_Text passage_
It's mindless fun that doesn't take itself too seriously and invites you to behave badly. Good times.



Battlefield 3 -- I pick up this game for the intense multi-player options and the game still rocks on this front. I'd been putting it off to work through Saint's Row but last week, I've been sucked back in. I've forgotten just how good this game can be (even though I do appear to be fighting against teams of guys who have played non-stop for three weeks and are all level 900 by now). The graphics are possibly too good this time around. People in cammo really do blend into the background and you can find yourself pinned down by fire coming from somewhere you can't determine. Everything is destructible and by the end of a match, you're mostly fighting in rubble. Just a good time all around.

The single player mode though...the single player mode may be the single most frustrating thing I've played in years. I have enjoyed the single-player offerings in past Battlefield games, but this one sucks like an air leak in space.

_Material shown_
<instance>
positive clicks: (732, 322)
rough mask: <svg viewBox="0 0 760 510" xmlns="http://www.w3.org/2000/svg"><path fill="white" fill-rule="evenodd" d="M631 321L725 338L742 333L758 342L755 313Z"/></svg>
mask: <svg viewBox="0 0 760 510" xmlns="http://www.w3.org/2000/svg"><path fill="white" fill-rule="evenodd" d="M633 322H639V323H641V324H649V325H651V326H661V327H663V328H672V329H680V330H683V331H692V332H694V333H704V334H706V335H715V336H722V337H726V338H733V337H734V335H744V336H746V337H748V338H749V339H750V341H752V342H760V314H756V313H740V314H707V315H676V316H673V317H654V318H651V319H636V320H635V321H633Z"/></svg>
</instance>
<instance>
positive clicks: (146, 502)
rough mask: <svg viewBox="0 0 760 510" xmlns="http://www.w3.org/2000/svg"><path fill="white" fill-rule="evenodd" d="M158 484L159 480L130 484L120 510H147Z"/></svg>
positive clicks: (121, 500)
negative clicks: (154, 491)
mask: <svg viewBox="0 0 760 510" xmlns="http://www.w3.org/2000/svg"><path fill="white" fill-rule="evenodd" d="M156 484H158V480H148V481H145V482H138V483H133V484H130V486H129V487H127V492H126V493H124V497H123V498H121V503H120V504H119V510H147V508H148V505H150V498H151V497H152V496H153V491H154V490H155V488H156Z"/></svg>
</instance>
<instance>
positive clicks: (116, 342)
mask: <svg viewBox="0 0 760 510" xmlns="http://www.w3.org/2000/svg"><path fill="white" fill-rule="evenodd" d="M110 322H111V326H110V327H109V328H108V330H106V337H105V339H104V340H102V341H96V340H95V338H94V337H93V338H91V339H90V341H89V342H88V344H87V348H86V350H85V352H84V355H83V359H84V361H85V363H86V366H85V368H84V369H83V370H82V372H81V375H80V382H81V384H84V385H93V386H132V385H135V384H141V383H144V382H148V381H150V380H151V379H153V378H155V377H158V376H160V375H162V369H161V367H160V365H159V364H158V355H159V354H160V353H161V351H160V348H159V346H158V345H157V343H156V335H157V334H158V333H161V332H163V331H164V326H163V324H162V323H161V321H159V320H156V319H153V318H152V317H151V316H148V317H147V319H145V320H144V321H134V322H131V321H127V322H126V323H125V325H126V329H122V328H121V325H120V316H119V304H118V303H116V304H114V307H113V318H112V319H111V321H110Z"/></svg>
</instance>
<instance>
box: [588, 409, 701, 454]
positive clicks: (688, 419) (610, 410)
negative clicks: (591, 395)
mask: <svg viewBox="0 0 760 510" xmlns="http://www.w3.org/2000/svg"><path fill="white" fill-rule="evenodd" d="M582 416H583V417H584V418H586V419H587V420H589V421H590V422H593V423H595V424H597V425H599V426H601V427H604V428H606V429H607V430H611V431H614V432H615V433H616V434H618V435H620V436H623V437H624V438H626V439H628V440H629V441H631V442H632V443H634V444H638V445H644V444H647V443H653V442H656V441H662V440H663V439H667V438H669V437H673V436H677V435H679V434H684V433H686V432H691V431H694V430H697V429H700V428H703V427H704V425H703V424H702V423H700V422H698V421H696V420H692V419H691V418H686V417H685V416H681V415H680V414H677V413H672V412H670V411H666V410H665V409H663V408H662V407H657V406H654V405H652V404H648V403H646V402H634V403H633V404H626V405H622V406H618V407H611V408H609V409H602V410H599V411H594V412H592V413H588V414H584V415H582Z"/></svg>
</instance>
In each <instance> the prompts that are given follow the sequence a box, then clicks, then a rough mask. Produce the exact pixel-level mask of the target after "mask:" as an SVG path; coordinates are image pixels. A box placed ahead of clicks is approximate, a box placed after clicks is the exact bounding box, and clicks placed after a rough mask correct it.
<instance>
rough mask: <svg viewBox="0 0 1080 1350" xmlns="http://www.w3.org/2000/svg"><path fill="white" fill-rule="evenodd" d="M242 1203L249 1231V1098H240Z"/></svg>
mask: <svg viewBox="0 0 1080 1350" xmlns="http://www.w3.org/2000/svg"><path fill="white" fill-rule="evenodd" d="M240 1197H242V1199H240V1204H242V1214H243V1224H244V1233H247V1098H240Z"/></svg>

_Work order 1_
Reproduce the stretch of the Battlefield 3 review from "Battlefield 3 -- I" through "time all around.".
_Work order 2_
Answer these questions from the Battlefield 3 review:
(a) Which game had the writer been working through before getting sucked back into Battlefield 3?
(b) By the end of a match, what are players mostly fighting in?
(c) What does the writer say the single player mode sucks like?
_Work order 3_
Write the next part of the Battlefield 3 review, picking up after its final sentence.

_Task answer 1_
Battlefield 3 -- I pick up this game for the intense multi-player options and the game still rocks on this front. I'd been putting it off to work through Saint's Row but last week, I've been sucked back in. I've forgotten just how good this game can be (even though I do appear to be fighting against teams of guys who have played non-stop for three weeks and are all level 900 by now). The graphics are possibly too good this time around. People in cammo really do blend into the background and you can find yourself pinned down by fire coming from somewhere you can't determine. Everything is destructible and by the end of a match, you're mostly fighting in rubble. Just a good time all around.

_Task answer 2_
(a) Saint's Row
(b) Rubble
(c) An air leak in space

_Task answer 3_
Let's see: on "Normal" difficulty one or two hits and you're dead. Yes, I know, I know, in real life, one hit you're dead, but video games have different expectations and the lethality is just brutal. I've had to play the same 50 feet of game space three or four times before figuring out where to stand. There are a number of "instant-fail" events that you're not warned about nor given any indication of what the correct (and there's only one correct) solution is. The game allows for going prone but not for taking cover. So if I kneel behind a wall, I can't shoot over it, but if I stand up, I'm a bullet magnet The levels are extremely linear and make heavy use of Quicktime Events. It's just a wretched experience to play through.

Again, the multiplayer is sublime and that's really why you buy this game, but the single player mode is "I want my money back" bad.

So that's what I've been playing lately. You'll notice that Skyrim isn't on the list. Not my cup of tea, although I see it's been consuming the souls of a lot of you out there.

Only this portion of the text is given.